■ Document excerpt ■
□ □ □ □ □ □ □

Alfred Harrievich Schnittke (1934-1998)

Recalling a Composer’s Two Sides, Light and Dark

Posted in Reviews by R.A.D. Stainforth on March 20, 2010

Allan Kozinn, The New York Times, 29 April 1999

There are two warring impulses in the music of Alfred Schnittke, the Russian composer who died last year. One is a sense of humor that takes the form of peculiar juxtapositions, allusions to other composers and styles, and thwarted expectations. The other is a seemingly implacable bleakness. Some works favor one of these qualities; in others, both fight for primacy.

“Remembering Alfred Schnittke”, a tribute on Monday evening at Alice Tully Hall, put these elements in high relief. The performers were billed as the Winnipesaukee Chamber Players and represented the Lake Winnipesaukee Music Festival, in New Hampshire.

□ □ □ □ □ □ □

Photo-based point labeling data

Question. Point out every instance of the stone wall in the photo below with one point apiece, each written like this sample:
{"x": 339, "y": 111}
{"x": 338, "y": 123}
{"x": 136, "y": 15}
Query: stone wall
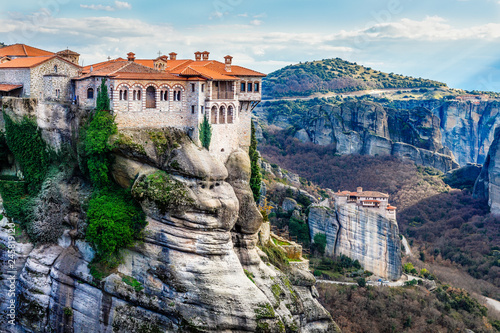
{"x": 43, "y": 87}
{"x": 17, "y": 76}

□ □ □ □ □ □ □

■ Task requirements ■
1. In the Schnittke review, what does the phrase "two warring impulses" refer to? Answer in one to three sentences.
2. According to the Schnittke review, in which hall was the tribute "Remembering Alfred Schnittke" held?
3. Please pick up the Schnittke review after its final sentence and write the next part.

■ Responses in order ■
1. It refers to two opposing qualities in Alfred Schnittke's music. One is a sense of humor that shows up as peculiar juxtapositions, allusions to other composers and styles, and thwarted expectations. The other is a seemingly implacable bleakness, and in some works the two fight for primacy.

2. Alice Tully Hall.

3.
Mostly it was a family affair: Irina Schnittke, the composer’s widow, was the pianist in an energetic, mercurial account of the Third Sonata for Violin and Piano (1994). Her partner was Oleh Krysa, a violinist for whom Schnittke wrote several works. With Mr. Krysa’s son, Peter, also a violinist, and Peter’s wife, Rachel Lewis Krysa, a cellist, Mrs. Schnittke played the Piano Trio (1992), a work that has a Shostakovich-like pessimism, but also a recurring figure in which repeating arpeggios bring Philip Glass’s music to mind. In other works Tatiana Tchekina, the wife of Oleh Krysa, was the pianist. (Adrienne Sommerville, a violist, performed without apparent family ties.)

The concert began with a work by Mahler, a Piano Quartet movement, composed in 1876. Mahler, at 16, had not yet found his own voice; here he used Dvořák’s. The work was included as a preface to Schnittke’s Piano Quartet (1988), which uses Mahler’s sketches for a second movement as a springboard. The Schnittke piece begins as a work of dark consonance and grows increasingly dense and hazy before the Mahler fragment lightens the mood.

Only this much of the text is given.